[Supplied data — start]
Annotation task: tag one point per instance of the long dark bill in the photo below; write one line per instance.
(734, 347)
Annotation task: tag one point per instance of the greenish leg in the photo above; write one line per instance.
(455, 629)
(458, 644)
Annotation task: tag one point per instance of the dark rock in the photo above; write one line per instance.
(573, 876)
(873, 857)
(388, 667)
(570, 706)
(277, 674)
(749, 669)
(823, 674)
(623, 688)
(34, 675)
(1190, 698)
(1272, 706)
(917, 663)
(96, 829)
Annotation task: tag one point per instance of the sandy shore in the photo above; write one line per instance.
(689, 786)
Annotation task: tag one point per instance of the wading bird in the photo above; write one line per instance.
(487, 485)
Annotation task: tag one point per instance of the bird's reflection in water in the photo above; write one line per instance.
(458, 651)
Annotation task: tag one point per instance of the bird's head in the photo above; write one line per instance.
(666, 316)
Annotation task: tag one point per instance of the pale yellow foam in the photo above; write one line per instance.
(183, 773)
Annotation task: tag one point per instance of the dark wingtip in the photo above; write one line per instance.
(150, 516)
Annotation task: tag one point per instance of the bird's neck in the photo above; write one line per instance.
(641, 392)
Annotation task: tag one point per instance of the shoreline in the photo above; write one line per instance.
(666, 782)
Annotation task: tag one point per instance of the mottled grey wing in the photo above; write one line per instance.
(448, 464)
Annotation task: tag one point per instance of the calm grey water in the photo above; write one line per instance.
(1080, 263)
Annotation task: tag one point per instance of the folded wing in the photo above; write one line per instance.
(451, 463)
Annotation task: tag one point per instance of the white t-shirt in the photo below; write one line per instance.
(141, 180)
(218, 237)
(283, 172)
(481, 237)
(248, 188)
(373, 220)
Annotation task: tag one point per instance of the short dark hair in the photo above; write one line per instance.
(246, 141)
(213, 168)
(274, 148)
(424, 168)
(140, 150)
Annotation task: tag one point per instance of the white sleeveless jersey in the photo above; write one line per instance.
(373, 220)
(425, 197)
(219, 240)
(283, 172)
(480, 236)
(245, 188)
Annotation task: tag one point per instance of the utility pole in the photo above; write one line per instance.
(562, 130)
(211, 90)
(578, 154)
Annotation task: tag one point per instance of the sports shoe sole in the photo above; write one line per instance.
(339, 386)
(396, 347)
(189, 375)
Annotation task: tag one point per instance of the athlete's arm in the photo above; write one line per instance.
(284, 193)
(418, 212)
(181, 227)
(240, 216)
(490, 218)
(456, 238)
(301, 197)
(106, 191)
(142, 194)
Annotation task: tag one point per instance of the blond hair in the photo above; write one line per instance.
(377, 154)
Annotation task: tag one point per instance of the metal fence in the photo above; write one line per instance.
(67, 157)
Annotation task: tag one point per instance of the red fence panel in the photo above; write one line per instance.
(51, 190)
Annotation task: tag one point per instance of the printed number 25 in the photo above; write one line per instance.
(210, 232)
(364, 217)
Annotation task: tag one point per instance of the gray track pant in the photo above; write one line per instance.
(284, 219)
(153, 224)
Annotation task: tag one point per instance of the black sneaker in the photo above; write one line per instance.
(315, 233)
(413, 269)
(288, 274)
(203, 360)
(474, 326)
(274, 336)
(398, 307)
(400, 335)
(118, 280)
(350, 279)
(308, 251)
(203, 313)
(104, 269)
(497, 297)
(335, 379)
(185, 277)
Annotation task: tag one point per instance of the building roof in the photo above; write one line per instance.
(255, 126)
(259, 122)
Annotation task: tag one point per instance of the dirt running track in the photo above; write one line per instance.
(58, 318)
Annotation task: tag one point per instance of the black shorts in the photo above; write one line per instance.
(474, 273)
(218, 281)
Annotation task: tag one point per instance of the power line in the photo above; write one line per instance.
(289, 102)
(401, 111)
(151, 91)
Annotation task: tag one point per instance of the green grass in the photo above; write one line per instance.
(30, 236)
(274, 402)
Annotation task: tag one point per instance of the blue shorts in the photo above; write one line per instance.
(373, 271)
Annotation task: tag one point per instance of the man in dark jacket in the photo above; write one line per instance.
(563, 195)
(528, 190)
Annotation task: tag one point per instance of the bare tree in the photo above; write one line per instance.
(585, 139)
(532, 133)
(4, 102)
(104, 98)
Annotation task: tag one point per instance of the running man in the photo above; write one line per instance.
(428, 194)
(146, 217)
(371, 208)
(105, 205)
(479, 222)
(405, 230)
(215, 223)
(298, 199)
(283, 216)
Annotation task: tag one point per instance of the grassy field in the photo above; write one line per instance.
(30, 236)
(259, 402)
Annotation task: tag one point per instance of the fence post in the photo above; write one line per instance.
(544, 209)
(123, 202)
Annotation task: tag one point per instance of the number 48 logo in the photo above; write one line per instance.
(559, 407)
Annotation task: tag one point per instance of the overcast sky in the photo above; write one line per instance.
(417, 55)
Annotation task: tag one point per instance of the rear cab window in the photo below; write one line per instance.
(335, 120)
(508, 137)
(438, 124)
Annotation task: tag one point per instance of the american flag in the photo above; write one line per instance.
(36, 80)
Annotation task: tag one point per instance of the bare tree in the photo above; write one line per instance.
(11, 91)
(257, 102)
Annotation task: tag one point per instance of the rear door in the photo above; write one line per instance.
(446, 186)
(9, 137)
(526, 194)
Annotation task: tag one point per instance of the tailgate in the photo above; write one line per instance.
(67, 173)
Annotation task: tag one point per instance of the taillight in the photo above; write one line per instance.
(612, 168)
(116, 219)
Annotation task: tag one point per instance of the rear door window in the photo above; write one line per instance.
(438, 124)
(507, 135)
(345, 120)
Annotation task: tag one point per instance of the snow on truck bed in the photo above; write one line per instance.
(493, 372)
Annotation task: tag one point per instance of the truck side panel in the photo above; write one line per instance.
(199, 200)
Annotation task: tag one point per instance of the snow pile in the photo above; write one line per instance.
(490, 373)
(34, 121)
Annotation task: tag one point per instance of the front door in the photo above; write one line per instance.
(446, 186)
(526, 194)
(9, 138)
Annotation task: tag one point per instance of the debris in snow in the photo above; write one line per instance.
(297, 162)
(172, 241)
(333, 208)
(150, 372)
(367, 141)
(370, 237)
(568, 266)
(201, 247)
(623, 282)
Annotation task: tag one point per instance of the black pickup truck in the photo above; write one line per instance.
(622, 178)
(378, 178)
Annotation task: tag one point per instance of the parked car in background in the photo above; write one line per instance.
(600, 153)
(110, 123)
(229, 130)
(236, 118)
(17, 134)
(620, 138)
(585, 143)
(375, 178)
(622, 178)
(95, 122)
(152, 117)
[Supplied data — finish]
■ **Exercise**: Reproduce the entries above exactly.

■ **Output for this exercise**:
Annotation task: tag one point per instance of the long dark bill in the photo below; write one line per instance.
(734, 347)
Annotation task: tag one point per instance of the greenish leg in the photo above; write one line per instance.
(455, 629)
(458, 644)
Annotation task: tag one point per instance of the dark rock in the photo above; write one line per instance.
(573, 876)
(873, 857)
(388, 667)
(570, 706)
(277, 674)
(749, 669)
(823, 674)
(623, 688)
(34, 675)
(1190, 698)
(1272, 706)
(917, 663)
(96, 829)
Annotation task: tag one point per instance of the sandy shore in the photo above; write one line per instance.
(689, 786)
Annotation task: tag one point per instance of the wading bird in the photo above; write one line per instance.
(487, 485)
Annotation task: tag one point per instance of the bird's reflection in water in the photo above; write one line per instance.
(458, 651)
Annotation task: tag one point per instance of the bird's head in the photo above; write one line per instance.
(666, 316)
Annotation task: tag one point per instance of the pale yellow foam in the photo above; write one line per instance.
(183, 773)
Annotation task: tag one point per instance of the dark wingtip in the photo above; write one line per instance.
(150, 516)
Annotation task: tag one point per instance of the bird's neck in the photo above; write one line per instance.
(641, 392)
Annotation task: tag one point per instance of the shoreline in the photo above; write one line per instance.
(666, 782)
Annotation task: tag one point per instance of the mottled grey wing in the photo above; write one line per instance.
(448, 464)
Annotation task: tag one point per instance of the calm grey water in the photo above; write one line per instance.
(1080, 263)
Annotation task: tag one point per instance of the folded wing in the photo above; write one line per instance.
(451, 463)
Annotation task: tag one point per instance of the white t-shirt in the photo below; write one line per instance.
(141, 180)
(218, 237)
(283, 172)
(481, 237)
(248, 188)
(373, 220)
Annotation task: tag one point per instance of the short dark hair in the photo above; write one line per instance.
(246, 141)
(213, 168)
(274, 148)
(424, 168)
(140, 150)
Annotation task: tag one point per instance of the white sleeveless jersey in the photo above; write one line per instance.
(373, 220)
(425, 197)
(219, 240)
(283, 172)
(480, 236)
(245, 188)
Annotation task: tag one point per instance of the utility pole in the photo above; write one line per instance.
(562, 130)
(211, 90)
(578, 154)
Annotation task: tag one point per instance of the sports shoe sole in the photo above; write one line per instance.
(339, 386)
(396, 347)
(189, 375)
Annotation task: tag one point per instance of the athlete's arm in the photo above; write one line per instance.
(284, 193)
(418, 212)
(181, 227)
(240, 216)
(490, 218)
(456, 238)
(301, 197)
(106, 191)
(142, 194)
Annotation task: tag one point per instance of the blond hair in the photo above; write one line per instance.
(377, 154)
Annotation task: tag one point per instance of the metal fence in the photo above; write one line per instance.
(67, 157)
Annotation task: tag one point per instance of the red fence panel in the photo above; write one line per instance.
(51, 190)
Annotation task: tag one point per instance of the printed number 25 in the photo above; write one line per instance.
(210, 232)
(364, 217)
Annotation task: tag one point per instance of the gray track pant in the photo above; write one line per instance.
(284, 219)
(153, 224)
Annotation task: tag one point per instance of the black sneaker in the photo above; write one line per instance.
(315, 233)
(413, 269)
(288, 274)
(203, 360)
(474, 326)
(274, 336)
(398, 307)
(400, 335)
(118, 280)
(350, 279)
(308, 251)
(203, 313)
(104, 269)
(497, 297)
(335, 379)
(185, 277)
Annotation task: tag one point per instance of the building roof in the photo above; write one line per instance.
(255, 126)
(259, 122)
Annotation task: tag one point per instance of the dirt running track in the photo above; write one line per instance.
(58, 318)
Annotation task: tag one point per instance of the black shorts in the photo above; write one line per instance.
(474, 273)
(218, 281)
Annotation task: tag one point per instance of the power line in the photo above; write one line per instance.
(289, 102)
(401, 111)
(151, 91)
Annotation task: tag one point per instance of the green grass in the photo above; write one line per instance.
(30, 236)
(274, 402)
Annotation task: tag one point per instance of the blue shorts in the photo above; write one line per instance.
(373, 271)
Annotation task: tag one point per instance of the man in dark jacket in the photo above; write one line per instance.
(563, 195)
(528, 190)
Annotation task: tag one point per instance of the bare tree in the photo above; write one line per instance.
(585, 139)
(532, 133)
(4, 102)
(104, 98)
Annotation task: tag one point per instance of the running man in the photo above; write one line per instance.
(428, 194)
(146, 217)
(371, 208)
(105, 205)
(479, 222)
(405, 230)
(215, 223)
(298, 199)
(283, 216)
Annotation task: tag one point per instance of the grassy field in the photo above; write one line per instance.
(30, 236)
(259, 402)
Annotation task: tag one point per instance of the fence post in the photo above; write one line per instance.
(544, 209)
(123, 202)
Annotation task: tag one point per instance of the number 48 logo in the photo above; write one line per instance.
(559, 407)
Annotation task: tag one point per instance of the overcast sky in the photo above; write one line per instance.
(417, 55)
Annotation task: tag one point per instance of the rear cab window in the photo below; write one line per instance.
(335, 120)
(508, 137)
(438, 124)
Annotation task: tag one point per instance of the american flag in the photo above; write one line per instance.
(36, 80)
Annotation task: tag one point per instance of the bare tree in the photo above; write one line per instance.
(11, 91)
(257, 102)
Annotation task: tag one point per instance of the rear door in the photo above; write one line per instance.
(446, 186)
(9, 137)
(526, 194)
Annotation task: tag one point per instance of the tailgate in the photo above; write one line per instance.
(67, 173)
Annotation task: tag one point per instance of the taillight in the photo above; write one line per instance.
(612, 168)
(116, 219)
Annotation task: tag one point per instance of the rear door window in the photo above; write one line per instance.
(438, 124)
(507, 135)
(345, 120)
Annotation task: tag one point per instance of the snow on truck bed in the photo above; write one line per instance.
(493, 372)
Annotation task: tag one point per instance of the truck side panel in the photo above; write one line per instance.
(199, 200)
Annotation task: tag one point per instance of the snow pile in the photo above; write one line per instance.
(490, 373)
(34, 121)
Annotation task: tag one point per instance of the front door in the photo above; write one line per instance.
(446, 186)
(526, 194)
(9, 138)
Annotation task: tag one point per instance of the debris in snow in the photo above; write one line per instance.
(297, 162)
(172, 241)
(333, 208)
(150, 372)
(367, 141)
(370, 237)
(568, 266)
(201, 247)
(623, 282)
Annotation task: tag one point per instance of the black pickup truck in the photo above; write one line per instance.
(622, 178)
(378, 178)
Annotation task: tag one point per instance of the parked car in background in the photo above; write one line per instance.
(600, 153)
(110, 123)
(229, 130)
(236, 118)
(17, 134)
(620, 138)
(585, 143)
(375, 178)
(622, 178)
(95, 122)
(152, 117)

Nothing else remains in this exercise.